_TEXTO DO DOCUMENTO_.
☆ ☆ ☆ ☆ ☆

Em vista de acabar com qualquer "heresia-branca" que diz ser indiferente o jeito como se faz as coisas, como se deve portar em determinada ocasião, ou agir, levando a sociedade cada vez mais para a barbárie selvagem tão distante do requinte e da nobreza de outrora, trazemos hoje um texto de São Tomás de Aquino editado.
Segunda Parte da Segunda Parte
Questão 168 - A modéstia enquanto se ocupa dos movimentos externos do corpo.
Artigo 1 - Existe alguma virtude nos movimentos do corpo ?
Objeções: Parece que não há virtude alguma nos movimentos do corpo:
1. Toda virtude faz referência ao ornato espiritual da alma, segundo se diz no salmo 46, 14: Toda a glória da filha do rei é interior, no que comenta a Glosa [1]: É dizer, na consciência. Mas os movimentos do corpo não são internos, e sim externos. Logo, não há virtude que se deles. (...)
Em contrário, está o fato do decoro da honestidade ser objeto de virtude. E a ordem dos movimentos externos pertencem ao decoro da honestidade, de acordo como Santo Ambrósio no I De Offic [4]: Não aprovo nas palavras ou gestos nada afetado, nem tampouco nada selvagem ou rústico. imitemos a natureza, que é exemplo de disciplina e modelo de honestidade.

☆ ☆ ☆ ☆ ☆

_PROBLEMA 1_. Reescreva em forma de lista o parágrafo do texto sobre a modéstia que começa com "Em contrário, está o fato", mantendo suas informações principais.
_PROBLEMA 2_. Duplique sem alterações o trecho do texto sobre a modéstia que vai de "Em contrário, está" a "modelo de honestidade.".
_PROBLEMA 3_. No texto sobre a modéstia, qual salmo é citado na primeira objeção?
Os registros não são necessários para nada aqui.

Dados de detecção de objetos
☆ ☆ ☆ ☆ ☆

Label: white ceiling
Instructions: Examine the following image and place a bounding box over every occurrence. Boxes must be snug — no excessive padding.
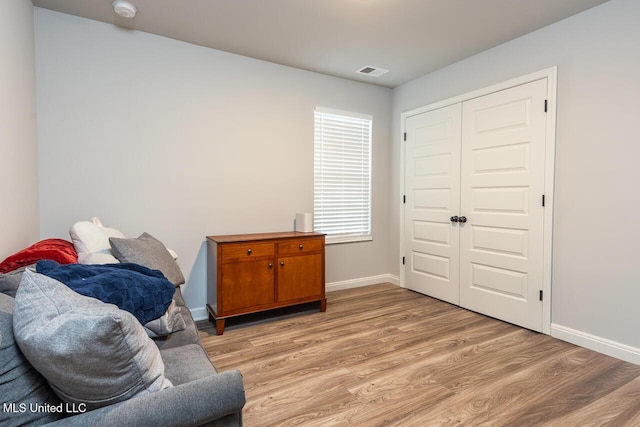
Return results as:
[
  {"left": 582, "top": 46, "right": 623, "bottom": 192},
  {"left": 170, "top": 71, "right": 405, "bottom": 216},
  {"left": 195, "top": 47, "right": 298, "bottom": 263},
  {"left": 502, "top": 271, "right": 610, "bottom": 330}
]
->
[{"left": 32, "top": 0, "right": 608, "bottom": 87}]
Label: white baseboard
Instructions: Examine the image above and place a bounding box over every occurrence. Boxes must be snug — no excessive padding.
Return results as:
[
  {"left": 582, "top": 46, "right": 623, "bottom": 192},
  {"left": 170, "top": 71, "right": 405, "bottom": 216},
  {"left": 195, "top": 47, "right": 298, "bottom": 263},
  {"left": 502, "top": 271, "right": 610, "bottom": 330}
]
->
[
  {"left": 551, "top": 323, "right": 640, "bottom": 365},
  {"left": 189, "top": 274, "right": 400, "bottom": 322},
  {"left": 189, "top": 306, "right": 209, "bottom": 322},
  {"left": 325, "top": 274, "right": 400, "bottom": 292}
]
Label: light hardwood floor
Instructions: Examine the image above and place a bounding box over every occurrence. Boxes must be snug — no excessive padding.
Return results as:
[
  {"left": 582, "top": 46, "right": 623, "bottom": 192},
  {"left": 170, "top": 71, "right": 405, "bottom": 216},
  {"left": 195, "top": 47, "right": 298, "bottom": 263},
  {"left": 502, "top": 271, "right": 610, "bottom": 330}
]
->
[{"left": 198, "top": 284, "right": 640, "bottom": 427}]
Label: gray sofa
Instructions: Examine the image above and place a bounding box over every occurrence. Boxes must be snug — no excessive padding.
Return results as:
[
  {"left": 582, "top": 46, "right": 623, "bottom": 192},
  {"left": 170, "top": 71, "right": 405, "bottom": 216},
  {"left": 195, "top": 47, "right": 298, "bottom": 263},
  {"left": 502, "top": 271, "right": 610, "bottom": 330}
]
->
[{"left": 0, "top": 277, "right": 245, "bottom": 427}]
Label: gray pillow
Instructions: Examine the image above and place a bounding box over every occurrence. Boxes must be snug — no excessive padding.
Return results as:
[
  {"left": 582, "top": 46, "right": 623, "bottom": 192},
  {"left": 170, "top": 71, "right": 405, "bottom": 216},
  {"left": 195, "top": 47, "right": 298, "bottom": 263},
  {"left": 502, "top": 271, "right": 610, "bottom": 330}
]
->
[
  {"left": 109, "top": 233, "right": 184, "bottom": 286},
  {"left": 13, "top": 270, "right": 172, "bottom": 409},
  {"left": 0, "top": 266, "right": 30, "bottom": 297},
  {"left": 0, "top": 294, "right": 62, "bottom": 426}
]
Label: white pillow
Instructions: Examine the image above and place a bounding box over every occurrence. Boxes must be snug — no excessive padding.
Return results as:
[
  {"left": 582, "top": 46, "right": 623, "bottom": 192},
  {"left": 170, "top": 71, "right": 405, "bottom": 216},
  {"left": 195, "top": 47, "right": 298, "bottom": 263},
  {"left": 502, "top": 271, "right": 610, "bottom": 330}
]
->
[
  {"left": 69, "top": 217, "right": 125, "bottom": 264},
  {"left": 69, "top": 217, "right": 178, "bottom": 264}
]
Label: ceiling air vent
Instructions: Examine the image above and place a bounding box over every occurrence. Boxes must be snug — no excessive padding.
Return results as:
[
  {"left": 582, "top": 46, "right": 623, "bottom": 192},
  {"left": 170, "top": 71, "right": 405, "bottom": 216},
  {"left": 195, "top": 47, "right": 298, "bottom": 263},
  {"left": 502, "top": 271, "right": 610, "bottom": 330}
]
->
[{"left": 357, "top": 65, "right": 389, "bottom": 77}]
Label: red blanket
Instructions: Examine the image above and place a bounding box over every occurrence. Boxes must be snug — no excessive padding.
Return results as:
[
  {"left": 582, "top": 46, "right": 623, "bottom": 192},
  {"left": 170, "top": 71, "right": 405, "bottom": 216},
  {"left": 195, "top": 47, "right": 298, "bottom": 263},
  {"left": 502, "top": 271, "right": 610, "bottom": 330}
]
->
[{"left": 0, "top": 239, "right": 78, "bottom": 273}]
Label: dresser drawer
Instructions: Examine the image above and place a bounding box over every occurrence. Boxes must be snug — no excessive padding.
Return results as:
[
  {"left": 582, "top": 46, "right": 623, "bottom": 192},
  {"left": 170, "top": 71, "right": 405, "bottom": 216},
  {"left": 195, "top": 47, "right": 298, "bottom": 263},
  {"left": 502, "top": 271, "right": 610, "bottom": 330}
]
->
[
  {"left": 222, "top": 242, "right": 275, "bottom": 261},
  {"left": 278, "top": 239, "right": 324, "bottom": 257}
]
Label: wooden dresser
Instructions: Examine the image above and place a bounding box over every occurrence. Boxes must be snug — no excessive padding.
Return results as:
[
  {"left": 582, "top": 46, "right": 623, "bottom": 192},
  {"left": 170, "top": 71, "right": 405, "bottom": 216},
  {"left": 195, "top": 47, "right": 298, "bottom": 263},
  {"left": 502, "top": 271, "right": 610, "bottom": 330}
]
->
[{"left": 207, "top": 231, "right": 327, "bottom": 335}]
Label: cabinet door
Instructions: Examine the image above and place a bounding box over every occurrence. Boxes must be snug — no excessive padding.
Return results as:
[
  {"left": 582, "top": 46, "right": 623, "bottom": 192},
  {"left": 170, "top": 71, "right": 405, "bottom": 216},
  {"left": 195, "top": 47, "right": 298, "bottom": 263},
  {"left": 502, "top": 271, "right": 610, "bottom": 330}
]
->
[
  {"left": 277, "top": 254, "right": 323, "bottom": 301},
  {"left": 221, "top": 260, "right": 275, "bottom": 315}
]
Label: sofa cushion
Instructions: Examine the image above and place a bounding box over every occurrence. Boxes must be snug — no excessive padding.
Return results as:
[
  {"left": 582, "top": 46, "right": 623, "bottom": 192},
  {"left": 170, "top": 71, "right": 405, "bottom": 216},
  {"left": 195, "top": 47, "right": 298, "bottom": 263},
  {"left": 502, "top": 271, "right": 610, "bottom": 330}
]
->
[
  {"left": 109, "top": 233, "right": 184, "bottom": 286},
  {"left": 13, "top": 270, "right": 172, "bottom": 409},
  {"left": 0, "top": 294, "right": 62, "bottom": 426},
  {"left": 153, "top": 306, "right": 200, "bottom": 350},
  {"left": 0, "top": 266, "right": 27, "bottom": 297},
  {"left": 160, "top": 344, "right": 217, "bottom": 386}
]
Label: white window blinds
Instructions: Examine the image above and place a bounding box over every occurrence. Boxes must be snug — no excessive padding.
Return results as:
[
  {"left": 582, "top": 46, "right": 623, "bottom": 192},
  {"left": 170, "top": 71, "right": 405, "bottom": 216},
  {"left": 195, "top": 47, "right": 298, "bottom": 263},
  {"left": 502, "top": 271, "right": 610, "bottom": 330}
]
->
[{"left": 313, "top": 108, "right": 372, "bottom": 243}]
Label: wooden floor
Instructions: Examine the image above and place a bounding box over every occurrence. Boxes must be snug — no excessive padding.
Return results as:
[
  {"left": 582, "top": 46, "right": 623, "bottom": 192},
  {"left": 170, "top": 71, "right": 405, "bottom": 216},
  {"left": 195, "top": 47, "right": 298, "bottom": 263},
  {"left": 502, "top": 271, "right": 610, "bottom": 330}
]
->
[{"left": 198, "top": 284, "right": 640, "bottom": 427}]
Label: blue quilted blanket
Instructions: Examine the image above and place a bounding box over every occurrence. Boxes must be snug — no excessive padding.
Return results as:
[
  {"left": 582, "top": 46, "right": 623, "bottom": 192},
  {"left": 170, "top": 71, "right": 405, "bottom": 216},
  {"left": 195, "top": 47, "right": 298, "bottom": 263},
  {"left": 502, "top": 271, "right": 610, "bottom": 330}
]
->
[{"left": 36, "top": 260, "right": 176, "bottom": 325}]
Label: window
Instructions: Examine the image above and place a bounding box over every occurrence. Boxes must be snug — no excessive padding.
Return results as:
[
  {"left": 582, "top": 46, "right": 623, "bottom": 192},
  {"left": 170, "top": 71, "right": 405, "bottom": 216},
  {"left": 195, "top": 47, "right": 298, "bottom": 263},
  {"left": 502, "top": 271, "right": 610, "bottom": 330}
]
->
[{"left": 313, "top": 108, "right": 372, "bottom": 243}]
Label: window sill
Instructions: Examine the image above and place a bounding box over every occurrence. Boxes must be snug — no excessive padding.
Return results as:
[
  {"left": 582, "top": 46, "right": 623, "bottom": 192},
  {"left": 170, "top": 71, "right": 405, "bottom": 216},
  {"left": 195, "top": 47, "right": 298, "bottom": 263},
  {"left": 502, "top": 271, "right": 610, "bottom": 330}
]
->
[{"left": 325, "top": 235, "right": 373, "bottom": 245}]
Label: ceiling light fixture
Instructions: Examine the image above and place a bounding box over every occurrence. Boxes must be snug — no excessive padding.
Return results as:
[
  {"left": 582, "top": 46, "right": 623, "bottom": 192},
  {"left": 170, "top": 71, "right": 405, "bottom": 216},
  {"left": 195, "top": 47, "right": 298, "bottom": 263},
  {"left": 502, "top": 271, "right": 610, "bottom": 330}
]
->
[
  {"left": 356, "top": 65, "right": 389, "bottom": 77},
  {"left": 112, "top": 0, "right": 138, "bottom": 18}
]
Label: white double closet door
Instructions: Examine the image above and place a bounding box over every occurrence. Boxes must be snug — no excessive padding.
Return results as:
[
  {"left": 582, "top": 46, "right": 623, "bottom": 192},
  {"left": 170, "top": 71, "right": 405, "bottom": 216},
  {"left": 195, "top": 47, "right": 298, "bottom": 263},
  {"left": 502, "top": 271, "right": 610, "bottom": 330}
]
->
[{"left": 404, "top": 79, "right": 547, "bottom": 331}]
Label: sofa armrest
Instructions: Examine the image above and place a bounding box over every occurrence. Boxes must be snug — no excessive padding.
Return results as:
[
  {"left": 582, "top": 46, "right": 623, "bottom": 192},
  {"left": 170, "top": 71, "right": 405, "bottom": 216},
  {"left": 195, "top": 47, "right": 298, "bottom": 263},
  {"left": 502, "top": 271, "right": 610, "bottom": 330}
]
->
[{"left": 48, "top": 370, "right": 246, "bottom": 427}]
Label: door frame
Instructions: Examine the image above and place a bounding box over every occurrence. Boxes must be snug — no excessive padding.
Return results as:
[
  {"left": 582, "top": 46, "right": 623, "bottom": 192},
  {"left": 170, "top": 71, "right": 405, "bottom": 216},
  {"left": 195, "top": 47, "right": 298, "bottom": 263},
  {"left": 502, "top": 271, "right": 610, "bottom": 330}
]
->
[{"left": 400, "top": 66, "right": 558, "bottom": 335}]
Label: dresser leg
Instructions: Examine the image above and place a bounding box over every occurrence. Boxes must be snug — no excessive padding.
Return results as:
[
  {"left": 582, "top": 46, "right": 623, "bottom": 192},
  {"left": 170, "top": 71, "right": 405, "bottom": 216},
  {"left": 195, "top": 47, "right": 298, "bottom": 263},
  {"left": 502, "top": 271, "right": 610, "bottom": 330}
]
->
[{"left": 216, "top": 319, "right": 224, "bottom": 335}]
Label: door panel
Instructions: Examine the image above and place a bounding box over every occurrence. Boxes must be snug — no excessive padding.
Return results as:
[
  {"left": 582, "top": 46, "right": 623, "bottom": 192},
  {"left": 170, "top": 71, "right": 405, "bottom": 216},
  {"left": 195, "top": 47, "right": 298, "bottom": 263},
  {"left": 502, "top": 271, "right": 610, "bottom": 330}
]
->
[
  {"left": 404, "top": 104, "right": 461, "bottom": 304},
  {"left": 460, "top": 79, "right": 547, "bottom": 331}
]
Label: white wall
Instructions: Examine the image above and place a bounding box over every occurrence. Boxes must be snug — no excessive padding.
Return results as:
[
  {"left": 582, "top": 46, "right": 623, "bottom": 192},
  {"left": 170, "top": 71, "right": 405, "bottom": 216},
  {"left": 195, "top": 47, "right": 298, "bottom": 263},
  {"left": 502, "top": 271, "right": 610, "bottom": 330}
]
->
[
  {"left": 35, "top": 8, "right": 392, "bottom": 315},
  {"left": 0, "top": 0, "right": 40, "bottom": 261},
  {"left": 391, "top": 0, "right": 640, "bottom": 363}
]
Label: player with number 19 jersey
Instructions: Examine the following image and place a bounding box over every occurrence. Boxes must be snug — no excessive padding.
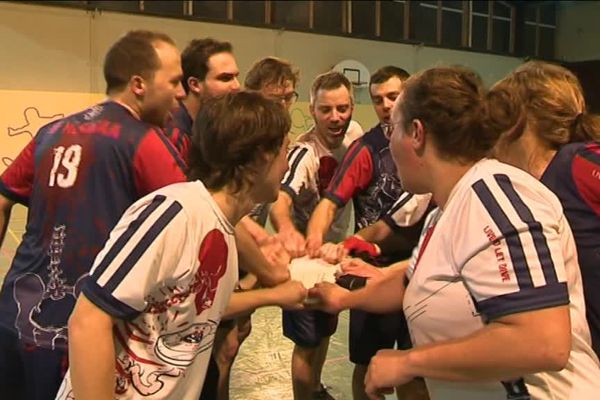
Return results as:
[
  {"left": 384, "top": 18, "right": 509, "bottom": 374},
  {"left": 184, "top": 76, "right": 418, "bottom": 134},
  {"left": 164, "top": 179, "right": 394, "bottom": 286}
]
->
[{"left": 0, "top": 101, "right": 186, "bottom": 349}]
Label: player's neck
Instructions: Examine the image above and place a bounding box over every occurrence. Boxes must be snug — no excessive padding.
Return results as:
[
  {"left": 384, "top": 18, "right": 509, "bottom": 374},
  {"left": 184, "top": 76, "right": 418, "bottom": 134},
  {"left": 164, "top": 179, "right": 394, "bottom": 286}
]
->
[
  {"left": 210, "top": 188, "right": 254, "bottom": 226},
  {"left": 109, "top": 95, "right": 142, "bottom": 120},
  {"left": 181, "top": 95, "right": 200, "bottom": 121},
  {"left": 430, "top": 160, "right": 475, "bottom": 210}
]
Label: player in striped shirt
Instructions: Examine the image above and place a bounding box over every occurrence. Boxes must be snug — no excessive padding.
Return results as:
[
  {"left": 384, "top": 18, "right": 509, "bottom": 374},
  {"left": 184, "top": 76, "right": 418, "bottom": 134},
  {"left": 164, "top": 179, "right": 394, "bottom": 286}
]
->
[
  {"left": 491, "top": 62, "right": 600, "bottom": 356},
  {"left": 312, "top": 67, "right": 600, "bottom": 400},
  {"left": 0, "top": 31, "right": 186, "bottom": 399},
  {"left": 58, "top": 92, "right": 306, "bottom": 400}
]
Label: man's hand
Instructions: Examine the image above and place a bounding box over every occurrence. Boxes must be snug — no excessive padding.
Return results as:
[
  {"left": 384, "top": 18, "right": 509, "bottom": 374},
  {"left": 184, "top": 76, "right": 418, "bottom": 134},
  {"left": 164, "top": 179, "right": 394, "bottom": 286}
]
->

☆ ☆ ☆ ☆ ☆

_RESPOSTA COMPLETA 1_.
- O decoro da honestidade é objeto de virtude.
- A ordem dos movimentos externos pertence ao decoro da honestidade, segundo Santo Ambrósio no I De Offic.
- Santo Ambrósio não aprova nada afetado nas palavras ou nos gestos, nem nada selvagem ou rústico.
- Ele propõe imitar a natureza, que é exemplo de disciplina e modelo de honestidade.

_RESPOSTA COMPLETA 2_.
Em contrário, está o fato do decoro da honestidade ser objeto de virtude. E a ordem dos movimentos externos pertencem ao decoro da honestidade, de acordo como Santo Ambrósio no I De Offic [4]: Não aprovo nas palavras ou gestos nada afetado, nem tampouco nada selvagem ou rústico. imitemos a natureza, que é exemplo de disciplina e modelo de honestidade.

_RESPOSTA COMPLETA 3_. O salmo 46, 14.